Selected passage
------------

Crimes of the Assad dynasty: Forty years of international impunity

Decades after the bloody Hama massacre, Syrian regime head Bashar al Assad has managed to cling to power, like his father, under the averted gaze of world powers.

A mural depicting Syrian regime leader Bashar Assad, centre, his father the late Hafez Assad, left, and his dead brother Bassel Assad, is displayed outside a military base in Homs, Syria.
AP

A mural depicting Syrian regime leader Bashar Assad, centre, his father the late Hafez Assad, left, and his dead brother Bassel Assad, is displayed outside a military base in Homs, Syria.

The Syrian war has been a calamity by any measure. From a brutal crackdown that provoked an insurgency to the entry of two world powers, two regional powers, and thousands of international fighters, the conflict has uprooted two-thirds of Syria’s population, about half of those forced abroad. 

It’s no surprise that the Assad regime has clung on at Damascus even as much of the remaining country is either foreign-controlled or aflame. This month marks forty years since the February 1982 massacre at Hama, which snuffed out five years of opposition through shock and awe. 

Decades later, in the crackdown of 2011, Bashar Assad followed the precedent that his father Hafez had set at Hama: exploiting a cunning foreign policy that made the regime indispensable to any number of foreign powers, as insurance for pharaonic-level domestic repression. 

The Assads’ cynical foreign policy has repeatedly given the lie to pious protestations of international accountability and justice, and Syria – both the state and its population – has paid the price for the regime’s hold.

It was common in the early 2010s to hear comparisons between Libya, whose quixotic leader Muammar Gaddafi fell prey to a foreign-assisted revolt, and Syria. Such comparisons missed a key point: Gaddafi’s forty years of unpredictability had cost him international support, and though several countries, notably Russia, protested the haste with which his opposition received foreign support, none would step in on his behalf. 

In contrast, the Assads made themselves regionally indispensable not only to Moscow, with whom they have had a long and close relationship but even to Washington, whose love-hate relationship always slides to preservation in a crunch. 

Far from a Libya-style regime change, many signs pointed to the United States abandoning attempts to remove Assad early on, due to a multitude of reasons. This relationship with the United States was inherited from Hafez Assad, whose seizure of power in 1970 was the climax of a decade of instability in Syrian politics, the last among a dizzying number of coups and mutinies.

------------

Written request
Answer these from the article on the Assad dynasty:
(a) What share of Syria's population has the conflict uprooted?
(b) In what month and year did the Hama massacre take place?
(c) In what year did Hafez Assad seize power?

Dataset entries:
------------

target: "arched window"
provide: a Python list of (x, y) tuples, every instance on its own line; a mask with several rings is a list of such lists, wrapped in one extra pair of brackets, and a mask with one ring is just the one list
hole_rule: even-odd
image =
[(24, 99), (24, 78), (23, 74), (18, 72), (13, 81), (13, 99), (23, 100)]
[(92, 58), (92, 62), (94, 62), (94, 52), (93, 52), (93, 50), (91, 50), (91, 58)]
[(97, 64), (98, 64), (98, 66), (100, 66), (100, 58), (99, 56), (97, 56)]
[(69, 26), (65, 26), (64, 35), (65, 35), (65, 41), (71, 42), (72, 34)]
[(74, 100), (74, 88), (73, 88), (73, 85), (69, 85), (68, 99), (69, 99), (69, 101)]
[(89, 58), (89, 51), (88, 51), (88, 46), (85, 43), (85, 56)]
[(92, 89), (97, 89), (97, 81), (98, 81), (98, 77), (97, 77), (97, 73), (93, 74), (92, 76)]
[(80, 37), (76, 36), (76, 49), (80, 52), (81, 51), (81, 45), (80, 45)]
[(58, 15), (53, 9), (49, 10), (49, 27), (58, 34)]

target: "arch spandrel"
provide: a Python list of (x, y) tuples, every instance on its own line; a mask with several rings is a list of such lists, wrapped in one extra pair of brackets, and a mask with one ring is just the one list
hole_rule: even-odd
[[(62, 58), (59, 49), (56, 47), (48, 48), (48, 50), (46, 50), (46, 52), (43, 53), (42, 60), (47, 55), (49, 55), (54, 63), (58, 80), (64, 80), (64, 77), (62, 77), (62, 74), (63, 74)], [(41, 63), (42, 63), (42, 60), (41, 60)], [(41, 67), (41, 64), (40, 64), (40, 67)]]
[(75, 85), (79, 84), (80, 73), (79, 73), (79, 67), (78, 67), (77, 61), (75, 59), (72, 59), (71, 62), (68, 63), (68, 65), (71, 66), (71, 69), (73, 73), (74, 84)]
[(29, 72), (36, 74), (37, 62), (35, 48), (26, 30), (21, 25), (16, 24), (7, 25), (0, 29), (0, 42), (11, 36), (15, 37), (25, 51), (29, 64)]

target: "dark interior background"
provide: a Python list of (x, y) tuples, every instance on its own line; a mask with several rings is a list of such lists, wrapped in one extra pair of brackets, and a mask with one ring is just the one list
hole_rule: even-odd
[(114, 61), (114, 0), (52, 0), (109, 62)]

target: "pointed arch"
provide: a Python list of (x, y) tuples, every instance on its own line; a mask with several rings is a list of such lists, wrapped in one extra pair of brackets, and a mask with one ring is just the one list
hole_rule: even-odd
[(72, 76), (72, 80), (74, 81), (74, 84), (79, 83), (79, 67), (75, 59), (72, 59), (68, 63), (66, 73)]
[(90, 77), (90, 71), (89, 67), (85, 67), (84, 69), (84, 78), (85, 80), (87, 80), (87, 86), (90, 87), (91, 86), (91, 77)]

------------

Solution
(a) Two-thirds, about half of them forced abroad.
(b) February 1982.
(c) 1970.